BEGIN RECORDS PROVIDED
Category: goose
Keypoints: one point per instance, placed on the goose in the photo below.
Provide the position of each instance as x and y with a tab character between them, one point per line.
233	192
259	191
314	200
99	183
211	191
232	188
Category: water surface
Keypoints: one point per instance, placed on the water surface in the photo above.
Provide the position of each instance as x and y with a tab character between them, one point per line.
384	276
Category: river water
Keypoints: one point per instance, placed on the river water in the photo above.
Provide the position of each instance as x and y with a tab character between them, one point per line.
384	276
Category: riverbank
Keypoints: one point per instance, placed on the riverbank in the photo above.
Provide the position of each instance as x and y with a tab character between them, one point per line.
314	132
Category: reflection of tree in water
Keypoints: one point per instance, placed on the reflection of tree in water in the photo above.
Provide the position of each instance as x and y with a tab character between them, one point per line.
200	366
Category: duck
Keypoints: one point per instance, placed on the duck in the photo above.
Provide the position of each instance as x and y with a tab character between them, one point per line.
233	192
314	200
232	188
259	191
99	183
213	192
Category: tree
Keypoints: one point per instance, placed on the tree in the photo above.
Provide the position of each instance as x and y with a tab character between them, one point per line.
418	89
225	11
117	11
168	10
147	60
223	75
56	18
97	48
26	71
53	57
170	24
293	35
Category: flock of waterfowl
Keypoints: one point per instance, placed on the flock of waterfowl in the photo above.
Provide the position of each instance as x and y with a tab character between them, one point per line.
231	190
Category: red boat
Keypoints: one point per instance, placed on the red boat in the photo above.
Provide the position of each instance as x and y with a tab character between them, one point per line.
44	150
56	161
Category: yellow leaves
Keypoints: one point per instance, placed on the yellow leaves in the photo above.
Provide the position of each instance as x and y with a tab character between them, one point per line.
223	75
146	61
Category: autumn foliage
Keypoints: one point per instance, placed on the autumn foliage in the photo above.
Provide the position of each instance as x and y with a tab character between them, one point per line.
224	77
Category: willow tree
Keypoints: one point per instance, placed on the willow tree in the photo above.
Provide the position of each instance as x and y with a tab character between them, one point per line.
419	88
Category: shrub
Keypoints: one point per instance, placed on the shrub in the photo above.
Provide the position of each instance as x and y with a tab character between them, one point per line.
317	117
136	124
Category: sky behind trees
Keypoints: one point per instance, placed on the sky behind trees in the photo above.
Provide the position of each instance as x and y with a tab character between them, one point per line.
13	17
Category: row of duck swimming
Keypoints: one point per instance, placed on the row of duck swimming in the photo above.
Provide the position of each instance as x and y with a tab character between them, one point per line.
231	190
END RECORDS PROVIDED
Please format every line of the material above as a JSON list of strings, one string per line, and leave out any blank lines.

[
  "Category: goose",
  "Keypoints: one point per instance, placed on the goose in the photo below.",
  "Provide the position of each instance as x and y with a tab character between them, one point per line.",
  "233\t192",
  "259\t191",
  "314\t200",
  "99\t183",
  "211\t191",
  "232\t188",
  "Category: water surface",
  "Keypoints: one point per instance, placed on the water surface in the photo above.",
  "Provide the position of each instance as x and y with a tab character between them, one point per line.",
  "384\t276",
  "Category: river water",
  "Keypoints: one point per instance, placed on the river water in the photo above.",
  "Provide the position of each instance as x and y with a tab character between them, one point per line.",
  "384\t276",
  "Category: riverbank",
  "Keypoints: one point per instance, placed on the riverbank in the photo above.",
  "Provide the position of each instance as x and y with a tab character between them, one point per line.",
  "314\t132",
  "Category: reflection of tree in water",
  "Keypoints: one point per instance, placed on the reflection of tree in water in the photo above.",
  "Provide the position of each instance as x and y with a tab character between them, one point per line.",
  "200\t366",
  "Category: duck",
  "Keypoints: one point per instance, placed on the duck in the photo above.",
  "Provide the position of each instance as x and y with a tab character between them, one point per line.",
  "233\t192",
  "314\t200",
  "232\t188",
  "259\t191",
  "99\t183",
  "213\t192",
  "Category: tree",
  "Keypoints: one point per instance, placed on the tree in the photo above.",
  "Provide the position of each instance as x and y with a tab character between them, one point per line.",
  "418\t89",
  "225\t11",
  "117\t11",
  "168\t10",
  "147\t60",
  "223\t75",
  "56\t18",
  "97\t48",
  "26\t71",
  "53\t57",
  "170\t24",
  "293\t35",
  "Category: flock of waterfowl",
  "Keypoints: one point per instance, placed on the flock of waterfowl in the photo above.",
  "Provide the position of each instance as x and y with a tab character between them, one point per line.",
  "231\t190",
  "Category: red boat",
  "Keypoints: one point per instance, placed on the red boat in the photo above.",
  "Provide the position of each instance as x and y with a tab character between them, one point per line.",
  "44\t150",
  "56\t161",
  "Category: yellow leaves",
  "Keypoints: one point per instance, placed on the yellow leaves in the photo above.",
  "Provide the position of each instance as x and y with a tab character between them, one point per line.",
  "223\t75",
  "146\t61",
  "Category: autumn foliage",
  "Keypoints: one point per instance, placed on the autumn foliage in the photo above.",
  "Provide the position of each instance as x and y with a tab character between them, one point per line.",
  "224\t77",
  "Category: willow tree",
  "Keypoints: one point per instance, placed on the willow tree in the photo above.",
  "Provide the position of each instance as x and y with a tab character between them, one point per line.",
  "419\t88",
  "Category: shrub",
  "Keypoints: one point per instance, placed on the shrub in the photo above.",
  "Provide the position of each instance as x and y with a tab character between them, one point per line.",
  "317\t117",
  "136\t124",
  "Category: sky behind trees",
  "Keypoints: one point per instance, placed on the sky behind trees in the photo above.",
  "Provide the position of each instance as x and y with a tab character between them, one point per line.",
  "13\t17",
  "Category: row of duck swimming",
  "Keypoints: one point per instance, placed on the row of duck swimming in the photo above.",
  "Provide the position of each instance as x and y with a tab character between them, one point per line.",
  "231\t190"
]